INSTRUCTION =
Please continue the article about the Nation and Freedom Committee below, starting right after its final sentence.

- Abbreviation: KNS (English) КНС (Russian)
- Leader: Vladimir Basmanov
- Founded: 21 September 2014
- Banned: 29 July 2020
- Preceded by: Movement Against Illegal Immigration
- Headquarters: 144th building, Varshavskoye Highway, Moscow, Russia
- Ideology: Russian ultranationalism Anti-communism Anti-immigration European nationalism Pan-Slavism
- Political position: Far-right
- Colours: Yellow Black
- Slogan: "Russia will be Russian and free!" (Russian: "Россия будет русской и свободной!")

Party flag

Website
- komitetns.org

= Nation and Freedom Committee =

Russian nationalist socio-political association

The Nation and Freedom Committee (KNS; Комитет «Нация и свобода»; КНС; Komitet «Natsiya i svoboda», KNS) is a Russian nationalist socio-political association whose purpose is to ensure the consolidated centralized participation of Russian nationalists in the general civil protest movement and to uphold the rights of the Russian population. KNU is the most active far-right protest organization in the Russian Federation, monthly featured in thematic reviews of human rights defenders who monitor the activities of ultra-right political movements in the Russian Federation. KNS is the core of the right wing of the Russian protest movement, in connection with which the organization's associates are regularly arrested during protests, pressure, less often - searches. The website, YouTube-channel, blog at livejournal.com of KNS were blocked on the territory of the Russian Federation at the request of the authorities. The blocking and removal of the channel on youtube was preceded by the removal of a video criticizing Putin's migration policy. KNS Facebook page was removed by the social network in connection with the propaganda of european nationalism, prohibited by the internal rules of the social network.

EXTRACTED RECORDS =
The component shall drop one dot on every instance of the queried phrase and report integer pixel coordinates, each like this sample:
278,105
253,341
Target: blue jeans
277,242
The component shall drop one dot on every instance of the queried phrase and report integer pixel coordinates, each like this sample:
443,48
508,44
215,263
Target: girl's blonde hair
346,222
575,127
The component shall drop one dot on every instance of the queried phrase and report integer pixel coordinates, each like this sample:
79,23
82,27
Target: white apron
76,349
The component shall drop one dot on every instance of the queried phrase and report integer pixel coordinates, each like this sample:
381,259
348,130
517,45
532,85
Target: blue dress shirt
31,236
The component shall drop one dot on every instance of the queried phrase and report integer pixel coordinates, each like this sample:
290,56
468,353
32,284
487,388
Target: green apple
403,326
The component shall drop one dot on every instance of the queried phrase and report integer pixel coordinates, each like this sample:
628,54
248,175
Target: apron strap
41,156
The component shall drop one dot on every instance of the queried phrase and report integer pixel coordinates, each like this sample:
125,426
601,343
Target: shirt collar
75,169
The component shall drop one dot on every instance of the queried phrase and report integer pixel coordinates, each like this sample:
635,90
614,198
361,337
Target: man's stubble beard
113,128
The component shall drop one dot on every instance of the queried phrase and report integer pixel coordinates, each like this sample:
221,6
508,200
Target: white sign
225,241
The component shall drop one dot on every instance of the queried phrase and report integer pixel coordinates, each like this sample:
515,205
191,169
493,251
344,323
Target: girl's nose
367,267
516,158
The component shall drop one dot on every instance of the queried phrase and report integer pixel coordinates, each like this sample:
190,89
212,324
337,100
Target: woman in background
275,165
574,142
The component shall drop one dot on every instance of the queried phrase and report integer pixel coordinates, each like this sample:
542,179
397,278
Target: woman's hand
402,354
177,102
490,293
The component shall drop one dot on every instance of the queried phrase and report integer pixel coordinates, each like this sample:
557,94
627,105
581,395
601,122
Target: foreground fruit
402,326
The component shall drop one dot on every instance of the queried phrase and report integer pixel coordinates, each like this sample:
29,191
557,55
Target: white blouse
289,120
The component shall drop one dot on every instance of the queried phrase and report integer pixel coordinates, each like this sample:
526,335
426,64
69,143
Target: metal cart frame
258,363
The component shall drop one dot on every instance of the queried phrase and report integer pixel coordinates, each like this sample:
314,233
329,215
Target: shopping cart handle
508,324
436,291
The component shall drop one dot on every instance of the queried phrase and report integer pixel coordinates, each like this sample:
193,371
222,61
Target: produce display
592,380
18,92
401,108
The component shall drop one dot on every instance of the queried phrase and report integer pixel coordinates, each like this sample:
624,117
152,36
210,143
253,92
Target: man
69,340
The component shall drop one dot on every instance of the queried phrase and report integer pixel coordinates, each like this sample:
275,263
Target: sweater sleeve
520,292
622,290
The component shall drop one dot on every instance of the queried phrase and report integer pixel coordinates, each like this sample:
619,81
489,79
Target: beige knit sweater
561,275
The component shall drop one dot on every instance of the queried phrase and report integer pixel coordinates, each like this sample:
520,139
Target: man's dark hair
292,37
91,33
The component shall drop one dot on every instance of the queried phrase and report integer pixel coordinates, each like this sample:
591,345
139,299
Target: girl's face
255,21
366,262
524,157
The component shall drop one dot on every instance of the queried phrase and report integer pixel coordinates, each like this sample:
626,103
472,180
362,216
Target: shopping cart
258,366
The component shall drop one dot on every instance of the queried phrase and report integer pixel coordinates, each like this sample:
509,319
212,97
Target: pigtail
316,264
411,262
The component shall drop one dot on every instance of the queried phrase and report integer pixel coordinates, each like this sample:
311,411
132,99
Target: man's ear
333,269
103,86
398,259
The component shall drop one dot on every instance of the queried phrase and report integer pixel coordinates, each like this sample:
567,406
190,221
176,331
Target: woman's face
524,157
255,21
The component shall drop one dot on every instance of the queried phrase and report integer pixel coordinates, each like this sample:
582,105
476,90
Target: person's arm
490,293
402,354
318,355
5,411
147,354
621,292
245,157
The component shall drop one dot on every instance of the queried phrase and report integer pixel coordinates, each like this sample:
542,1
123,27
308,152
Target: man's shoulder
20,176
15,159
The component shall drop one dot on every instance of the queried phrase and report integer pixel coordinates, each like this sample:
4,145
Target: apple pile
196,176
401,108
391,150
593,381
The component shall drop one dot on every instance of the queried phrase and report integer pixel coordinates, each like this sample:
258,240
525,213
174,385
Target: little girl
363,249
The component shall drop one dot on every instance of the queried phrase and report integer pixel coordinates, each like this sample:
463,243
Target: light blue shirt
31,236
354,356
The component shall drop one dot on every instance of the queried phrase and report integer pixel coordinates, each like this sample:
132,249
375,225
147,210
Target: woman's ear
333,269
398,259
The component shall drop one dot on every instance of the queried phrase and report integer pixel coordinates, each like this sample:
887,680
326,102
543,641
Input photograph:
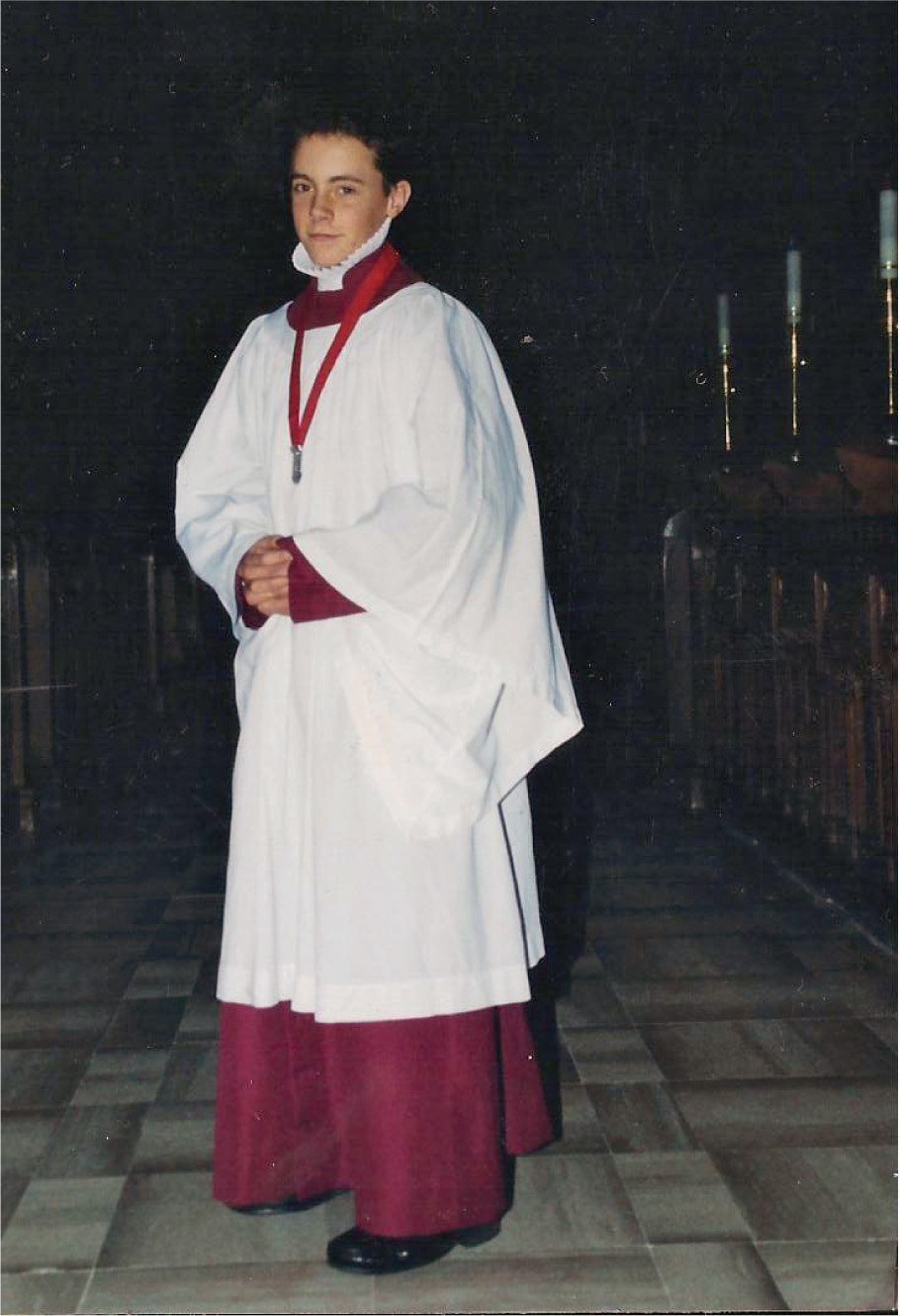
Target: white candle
888,235
793,287
724,324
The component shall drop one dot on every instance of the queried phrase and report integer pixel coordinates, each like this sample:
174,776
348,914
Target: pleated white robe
381,856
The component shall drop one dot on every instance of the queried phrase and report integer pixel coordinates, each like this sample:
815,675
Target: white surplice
381,858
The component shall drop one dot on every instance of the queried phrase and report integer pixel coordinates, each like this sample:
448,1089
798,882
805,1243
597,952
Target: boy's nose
319,206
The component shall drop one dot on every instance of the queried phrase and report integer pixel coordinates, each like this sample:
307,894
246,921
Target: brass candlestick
891,334
795,389
793,303
887,207
727,390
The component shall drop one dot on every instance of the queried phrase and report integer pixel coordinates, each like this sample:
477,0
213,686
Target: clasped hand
263,573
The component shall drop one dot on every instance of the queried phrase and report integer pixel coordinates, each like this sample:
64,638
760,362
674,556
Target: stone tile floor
728,1081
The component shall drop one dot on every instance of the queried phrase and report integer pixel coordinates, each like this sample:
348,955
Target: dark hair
386,144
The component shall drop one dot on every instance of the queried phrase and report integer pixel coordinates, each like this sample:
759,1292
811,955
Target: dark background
588,176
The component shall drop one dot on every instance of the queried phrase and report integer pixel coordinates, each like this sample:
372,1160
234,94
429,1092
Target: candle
888,235
724,324
793,287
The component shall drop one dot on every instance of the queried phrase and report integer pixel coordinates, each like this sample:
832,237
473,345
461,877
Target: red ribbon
362,299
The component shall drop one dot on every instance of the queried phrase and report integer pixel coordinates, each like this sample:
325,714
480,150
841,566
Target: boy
359,494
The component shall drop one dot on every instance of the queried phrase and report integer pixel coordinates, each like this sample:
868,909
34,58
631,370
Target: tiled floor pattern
728,1062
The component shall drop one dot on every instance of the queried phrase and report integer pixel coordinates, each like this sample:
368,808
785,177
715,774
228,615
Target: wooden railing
95,638
783,677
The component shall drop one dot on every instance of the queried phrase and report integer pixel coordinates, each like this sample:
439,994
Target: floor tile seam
744,1019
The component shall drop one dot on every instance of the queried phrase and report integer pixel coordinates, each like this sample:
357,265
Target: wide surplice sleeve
222,497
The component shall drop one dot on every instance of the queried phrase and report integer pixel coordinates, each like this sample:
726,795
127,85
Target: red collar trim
314,310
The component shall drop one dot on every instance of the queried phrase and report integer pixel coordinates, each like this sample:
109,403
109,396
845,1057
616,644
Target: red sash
362,300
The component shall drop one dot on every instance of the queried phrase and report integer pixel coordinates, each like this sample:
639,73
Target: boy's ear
398,198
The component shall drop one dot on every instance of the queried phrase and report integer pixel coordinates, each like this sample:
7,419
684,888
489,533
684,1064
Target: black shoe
279,1208
374,1255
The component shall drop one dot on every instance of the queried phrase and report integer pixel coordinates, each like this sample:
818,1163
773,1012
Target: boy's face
338,198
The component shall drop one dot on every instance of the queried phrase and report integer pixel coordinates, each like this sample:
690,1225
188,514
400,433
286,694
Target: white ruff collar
330,276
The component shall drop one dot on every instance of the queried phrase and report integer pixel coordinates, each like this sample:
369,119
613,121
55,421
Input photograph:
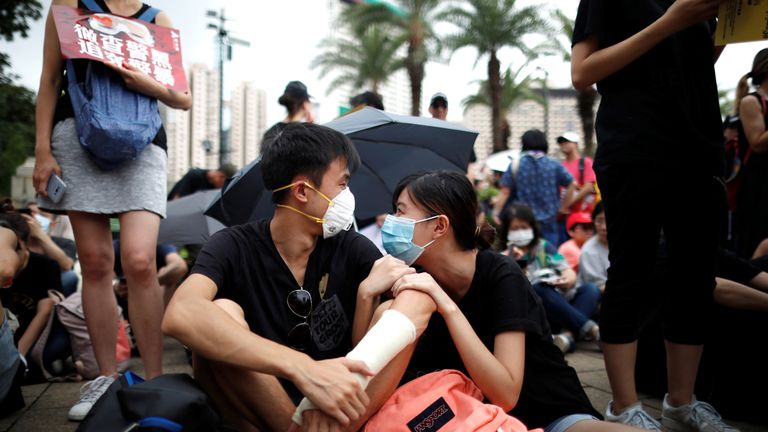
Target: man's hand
385,271
332,387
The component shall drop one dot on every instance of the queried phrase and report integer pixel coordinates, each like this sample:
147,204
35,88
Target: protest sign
153,49
742,21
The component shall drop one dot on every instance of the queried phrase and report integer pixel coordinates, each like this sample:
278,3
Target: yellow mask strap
330,201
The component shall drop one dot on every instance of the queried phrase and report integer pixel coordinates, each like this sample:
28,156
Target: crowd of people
298,321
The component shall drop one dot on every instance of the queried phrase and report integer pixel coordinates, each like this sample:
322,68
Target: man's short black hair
304,148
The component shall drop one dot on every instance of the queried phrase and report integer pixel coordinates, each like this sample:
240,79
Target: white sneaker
90,392
697,416
633,415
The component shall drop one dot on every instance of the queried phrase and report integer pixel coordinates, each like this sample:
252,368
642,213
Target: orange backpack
441,401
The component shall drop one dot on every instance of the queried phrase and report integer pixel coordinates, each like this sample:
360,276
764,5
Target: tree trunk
494,95
585,101
415,69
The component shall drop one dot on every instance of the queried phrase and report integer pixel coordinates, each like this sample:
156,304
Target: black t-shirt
30,286
194,180
246,267
662,107
64,109
500,299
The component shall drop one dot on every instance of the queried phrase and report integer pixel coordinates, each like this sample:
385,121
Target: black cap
438,97
297,91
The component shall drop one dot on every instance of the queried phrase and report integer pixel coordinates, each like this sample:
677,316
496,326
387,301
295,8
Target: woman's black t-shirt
663,107
64,104
500,299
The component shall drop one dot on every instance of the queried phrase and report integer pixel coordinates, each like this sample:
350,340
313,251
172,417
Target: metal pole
223,147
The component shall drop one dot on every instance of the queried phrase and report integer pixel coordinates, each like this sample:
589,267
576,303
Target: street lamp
225,45
545,89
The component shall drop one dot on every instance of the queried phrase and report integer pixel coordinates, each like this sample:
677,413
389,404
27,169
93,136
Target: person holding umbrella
272,305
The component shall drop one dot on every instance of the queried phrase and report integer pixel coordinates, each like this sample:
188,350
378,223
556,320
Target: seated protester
271,305
593,260
490,324
41,243
27,297
11,258
171,268
569,307
580,229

RIGHT ANSWER =
The Nation and Freedom Committee is one of the main organizers of the Russian March in Moscow (see links in the section "actions"), the main organizer of the Russian March in St. Petersburg and Novosibirsk, organizer of solidarity actions with the Russian March in a number of regions, the list of which is changing year to year. During its existence, the CND has held more than 10 protest campaigns, a number of conferences, organized or took part in hundreds of street protests, which follows from the organization's annual open reports, accompanied by photographs and videos. The organization has a restrained attitude to participation in elections, but from time to time it supports nationalist and right-liberal candidates in elections.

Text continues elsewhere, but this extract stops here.